> **Work required**
Your task is to transcribe all of the data below exactly, omitting the images.

> **The data**
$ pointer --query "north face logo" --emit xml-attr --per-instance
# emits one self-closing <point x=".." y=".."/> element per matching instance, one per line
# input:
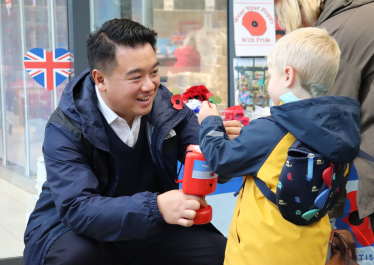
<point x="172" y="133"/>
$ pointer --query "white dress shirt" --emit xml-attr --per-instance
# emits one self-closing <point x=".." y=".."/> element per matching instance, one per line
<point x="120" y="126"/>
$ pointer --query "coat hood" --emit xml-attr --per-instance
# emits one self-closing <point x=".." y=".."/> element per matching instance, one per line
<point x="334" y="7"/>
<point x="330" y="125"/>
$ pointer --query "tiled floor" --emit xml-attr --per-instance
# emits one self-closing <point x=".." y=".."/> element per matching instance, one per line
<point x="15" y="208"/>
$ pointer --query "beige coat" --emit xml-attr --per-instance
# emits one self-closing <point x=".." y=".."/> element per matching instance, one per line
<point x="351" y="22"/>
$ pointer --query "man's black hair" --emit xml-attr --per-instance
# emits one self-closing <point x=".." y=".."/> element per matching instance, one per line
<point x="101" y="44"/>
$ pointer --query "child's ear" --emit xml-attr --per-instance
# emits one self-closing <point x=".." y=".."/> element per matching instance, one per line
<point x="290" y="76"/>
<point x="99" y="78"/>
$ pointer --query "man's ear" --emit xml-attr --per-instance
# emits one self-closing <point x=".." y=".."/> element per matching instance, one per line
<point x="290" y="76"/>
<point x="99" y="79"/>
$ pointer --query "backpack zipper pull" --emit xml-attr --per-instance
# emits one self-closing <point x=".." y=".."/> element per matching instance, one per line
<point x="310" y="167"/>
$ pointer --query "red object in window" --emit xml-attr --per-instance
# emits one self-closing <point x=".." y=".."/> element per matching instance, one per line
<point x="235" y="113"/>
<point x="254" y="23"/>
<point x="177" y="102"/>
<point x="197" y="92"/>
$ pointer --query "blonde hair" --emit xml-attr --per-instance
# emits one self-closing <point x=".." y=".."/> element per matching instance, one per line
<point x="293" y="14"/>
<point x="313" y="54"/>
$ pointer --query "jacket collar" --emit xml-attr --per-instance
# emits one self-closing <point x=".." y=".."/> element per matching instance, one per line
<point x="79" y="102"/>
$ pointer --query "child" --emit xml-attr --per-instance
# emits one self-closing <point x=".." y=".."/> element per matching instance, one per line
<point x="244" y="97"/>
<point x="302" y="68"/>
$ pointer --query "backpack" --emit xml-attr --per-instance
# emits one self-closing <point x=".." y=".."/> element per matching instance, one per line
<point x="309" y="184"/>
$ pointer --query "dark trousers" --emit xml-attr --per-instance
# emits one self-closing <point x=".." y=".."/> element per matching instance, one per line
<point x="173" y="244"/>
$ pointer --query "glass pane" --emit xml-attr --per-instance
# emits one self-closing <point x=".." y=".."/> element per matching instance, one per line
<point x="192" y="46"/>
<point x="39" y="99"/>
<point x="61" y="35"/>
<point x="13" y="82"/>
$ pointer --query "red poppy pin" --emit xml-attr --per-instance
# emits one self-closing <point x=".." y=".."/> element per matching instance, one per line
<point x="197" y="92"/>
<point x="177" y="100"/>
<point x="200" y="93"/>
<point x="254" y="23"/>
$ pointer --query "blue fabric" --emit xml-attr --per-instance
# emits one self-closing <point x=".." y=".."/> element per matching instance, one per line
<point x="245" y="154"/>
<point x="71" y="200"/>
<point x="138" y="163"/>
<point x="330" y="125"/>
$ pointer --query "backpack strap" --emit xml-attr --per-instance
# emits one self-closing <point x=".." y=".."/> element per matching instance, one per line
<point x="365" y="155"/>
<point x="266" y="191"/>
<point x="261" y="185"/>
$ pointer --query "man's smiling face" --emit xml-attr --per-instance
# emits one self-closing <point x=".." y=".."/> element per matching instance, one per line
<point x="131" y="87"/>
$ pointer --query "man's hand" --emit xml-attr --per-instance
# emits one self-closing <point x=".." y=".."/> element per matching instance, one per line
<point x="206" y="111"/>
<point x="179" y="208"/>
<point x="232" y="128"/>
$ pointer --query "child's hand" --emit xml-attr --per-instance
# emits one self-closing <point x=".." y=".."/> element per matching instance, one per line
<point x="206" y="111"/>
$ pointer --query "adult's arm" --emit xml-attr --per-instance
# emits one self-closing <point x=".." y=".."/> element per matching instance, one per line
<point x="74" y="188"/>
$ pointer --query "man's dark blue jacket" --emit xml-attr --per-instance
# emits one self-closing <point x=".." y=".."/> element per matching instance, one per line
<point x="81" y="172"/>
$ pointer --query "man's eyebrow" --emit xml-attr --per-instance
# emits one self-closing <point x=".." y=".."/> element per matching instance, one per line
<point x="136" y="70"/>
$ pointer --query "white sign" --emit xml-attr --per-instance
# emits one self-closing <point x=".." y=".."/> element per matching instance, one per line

> **Task result**
$ pointer --query "north face logo" --emit xml-attr --per-instance
# emits one self-closing <point x=".." y=".."/> element per matching instance, one per line
# input:
<point x="172" y="133"/>
$ pointer --query "white dress shirt" --emit xml-attr --per-instance
# emits one self-closing <point x=".." y=".."/> element per matching instance, one per line
<point x="120" y="126"/>
$ pointer --query "coat hood" --emit xml-attr --per-instance
# emits one self-closing <point x=".." y=".."/> element per matching instance, one per line
<point x="334" y="7"/>
<point x="330" y="125"/>
$ pointer --query "tiled floor" --emit xml-attr --per-instance
# emits one self-closing <point x=".." y=".."/> element per matching instance, one per line
<point x="15" y="208"/>
$ pointer --query "beige coat" --emit xml-attr --per-instance
# emits one self-closing <point x=".." y=".."/> element per matching instance, one per line
<point x="351" y="22"/>
$ pointer --query "man's black hair" --emit xml-attr --per-instance
# emits one self-closing <point x=".." y=".."/> element per matching instance, one per line
<point x="101" y="44"/>
$ pointer --query "child's ear" --emit xml-attr --per-instance
# emits one self-closing <point x=".." y=".."/> element per matching instance, one per line
<point x="290" y="76"/>
<point x="99" y="78"/>
$ pointer --query "man's ear" --emit xml-attr --per-instance
# emits one self-closing <point x=".." y=".."/> element per matching instance, one per line
<point x="290" y="76"/>
<point x="99" y="79"/>
$ pointer --query "backpack zipper pull" --emit xml-attr --per-instance
# emits one self-closing <point x=".." y=".."/> element per matching instance, one per line
<point x="310" y="167"/>
$ pointer --query "red object in window" --emit xml-attr --per-instance
# emits one self-closing <point x=".." y=".."/> element per matching instance, one per line
<point x="235" y="113"/>
<point x="254" y="23"/>
<point x="177" y="102"/>
<point x="197" y="92"/>
$ pointer --query "blonde hair" --emit xml-attr --per-instance
# emits one self-closing <point x=".." y=".."/> element per matching instance, one per line
<point x="293" y="14"/>
<point x="313" y="54"/>
$ pointer --query "jacket collar" --emit xml-attr --per-instance
# emits one self-closing <point x=".." y=".."/> element per matching instance, one per line
<point x="79" y="102"/>
$ pointer --query "child" --emit xml-attr --per-instance
# emits one self-closing <point x=".." y=".."/> element per matching instance, one per line
<point x="244" y="97"/>
<point x="302" y="68"/>
$ pointer --query "backpack" --emit xml-attr --per-instance
# emits one self-closing <point x=".." y=".."/> element per matching instance, one per line
<point x="309" y="184"/>
$ pointer --query "dark trousers" --emit xml-attr --per-instance
# emits one self-closing <point x=".." y=".."/> element per matching instance, one per line
<point x="173" y="244"/>
$ pointer --query "glass pane" --emit xml-attr --per-instance
# emits one self-closing <point x=".." y=".."/> element per matching instance, one per line
<point x="192" y="46"/>
<point x="39" y="99"/>
<point x="61" y="35"/>
<point x="13" y="82"/>
$ pointer --query "red poppy pin" --emit xml-attr --per-instance
# emits one self-closing <point x=".." y=".."/> element per matching instance, one per line
<point x="197" y="92"/>
<point x="177" y="100"/>
<point x="200" y="93"/>
<point x="254" y="23"/>
$ pointer --query "blue fabric" --emit xml-attr --per-instance
# emits one self-closing <point x=".." y=".."/> element per matching instance, one per line
<point x="245" y="154"/>
<point x="71" y="200"/>
<point x="138" y="163"/>
<point x="330" y="125"/>
$ pointer --query "backpack strap" --emit xml-attr --per-instance
# emits one self-closing <point x=".." y=".."/> element per matching instance, one per line
<point x="365" y="155"/>
<point x="266" y="191"/>
<point x="261" y="185"/>
$ pointer --query "man's smiling face" --emit xml-attr --per-instance
# emits one self-closing <point x=".." y=".."/> element per matching instance, one per line
<point x="131" y="87"/>
$ pointer --query "man's hand" --emit xml-attr --per-instance
# emits one self-closing <point x=".." y=".."/> element per matching instance, one per line
<point x="206" y="111"/>
<point x="179" y="208"/>
<point x="232" y="128"/>
$ pointer --query "child's hand" --emit xml-attr --per-instance
# emits one self-closing <point x=".." y=".."/> element per matching instance, one per line
<point x="206" y="111"/>
$ pointer --query "adult's arm" --emit xml-attr --per-instance
# emits one self-closing <point x=".." y=".."/> element per matching instance, one per line
<point x="74" y="188"/>
$ pointer --query "man's dark blue jacket" --emit xml-attr --per-instance
# emits one self-closing <point x=".." y=".."/> element per matching instance, one per line
<point x="81" y="172"/>
$ pointer --query "man's eyebrow" --emit xml-attr --per-instance
# emits one self-closing <point x=".." y=".."/> element per matching instance, one per line
<point x="136" y="70"/>
$ pointer --query "white sign" --emit xml-attr --per-instance
# emits one self-closing <point x=".." y=".."/> element per matching instance, one per line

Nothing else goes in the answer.